* **Task**: Only an exact, line-for-line copy of the data will serve as the answer.

* **Source data**:

• • • •

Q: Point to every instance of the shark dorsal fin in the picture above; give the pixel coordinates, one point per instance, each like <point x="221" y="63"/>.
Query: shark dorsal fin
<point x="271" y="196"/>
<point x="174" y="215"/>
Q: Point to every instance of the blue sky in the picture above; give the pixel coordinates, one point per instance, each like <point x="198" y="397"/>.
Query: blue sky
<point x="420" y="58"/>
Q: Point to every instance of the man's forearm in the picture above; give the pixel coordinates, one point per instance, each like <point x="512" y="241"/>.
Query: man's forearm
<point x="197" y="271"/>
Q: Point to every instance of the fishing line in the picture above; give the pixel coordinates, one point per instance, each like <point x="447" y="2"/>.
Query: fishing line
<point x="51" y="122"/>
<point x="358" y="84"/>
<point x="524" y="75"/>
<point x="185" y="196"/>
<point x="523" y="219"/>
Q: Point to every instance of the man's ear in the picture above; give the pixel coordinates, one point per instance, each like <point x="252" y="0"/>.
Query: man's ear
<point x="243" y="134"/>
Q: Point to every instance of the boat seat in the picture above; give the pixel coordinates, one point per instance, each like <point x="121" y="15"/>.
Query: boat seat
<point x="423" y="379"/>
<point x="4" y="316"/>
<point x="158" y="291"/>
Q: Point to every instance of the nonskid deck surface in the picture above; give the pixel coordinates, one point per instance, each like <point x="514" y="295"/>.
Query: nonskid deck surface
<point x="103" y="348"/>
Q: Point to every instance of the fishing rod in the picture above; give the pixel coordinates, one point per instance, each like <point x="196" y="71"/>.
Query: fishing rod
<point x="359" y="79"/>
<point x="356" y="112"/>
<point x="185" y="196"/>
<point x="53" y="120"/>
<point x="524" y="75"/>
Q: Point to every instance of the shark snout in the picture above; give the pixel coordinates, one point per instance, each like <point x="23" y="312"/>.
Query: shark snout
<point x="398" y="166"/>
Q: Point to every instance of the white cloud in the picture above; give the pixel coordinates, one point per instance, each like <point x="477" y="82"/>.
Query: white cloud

• • • •

* **Reply to the exercise**:
Q: Point to every instance of the shark dorsal fin in the picture above; give the pixel coordinates, one point per instance, each like <point x="221" y="63"/>.
Query: shark dorsal fin
<point x="271" y="196"/>
<point x="174" y="215"/>
Q: Point to every instance of the blue sky in the picture above; give the pixel coordinates, one point per instance, each like <point x="198" y="397"/>.
Query: blue sky
<point x="420" y="58"/>
Q: Point to every instance of the man's forearm in the picture above; give the pixel coordinates, one point per instance, each like <point x="512" y="241"/>.
Query: man's forearm
<point x="197" y="271"/>
Q: Point to every instance of the fishing line in the picture above; give the pixel coordinates, one point per instance, each like <point x="447" y="2"/>.
Query: fishing line
<point x="51" y="122"/>
<point x="358" y="84"/>
<point x="524" y="75"/>
<point x="185" y="196"/>
<point x="523" y="219"/>
Q: Point to every instance of the man's ear in the picture above; give the pixel coordinates, one point per instance, each like <point x="252" y="0"/>.
Query: man's ear
<point x="243" y="134"/>
Q: Point to every instance of the boat seat in the picture above; give the pixel coordinates, one point per instance, each like <point x="121" y="15"/>.
Query: boat seat
<point x="423" y="379"/>
<point x="4" y="316"/>
<point x="158" y="291"/>
Q: Point to every instance of the nonskid deck surface in the picture above; give the pixel coordinates, one point per instance, each like <point x="514" y="295"/>.
Query: nonskid deck surface
<point x="103" y="348"/>
Q: Point to every instance of the fishing rod in the picture above; give the pixel coordinates, one point per instance, each like <point x="196" y="71"/>.
Query: fishing rod
<point x="359" y="79"/>
<point x="356" y="112"/>
<point x="185" y="196"/>
<point x="53" y="120"/>
<point x="524" y="75"/>
Q: Point to every instance of the shark snout in the picture above; give the pixel coordinates, one point per instance, each like <point x="23" y="312"/>.
Query: shark snout
<point x="398" y="166"/>
Q: Point to every instance of the white cloud in the picture above; give the pixel coordinates, one point per instance, each like <point x="477" y="82"/>.
Query: white cloud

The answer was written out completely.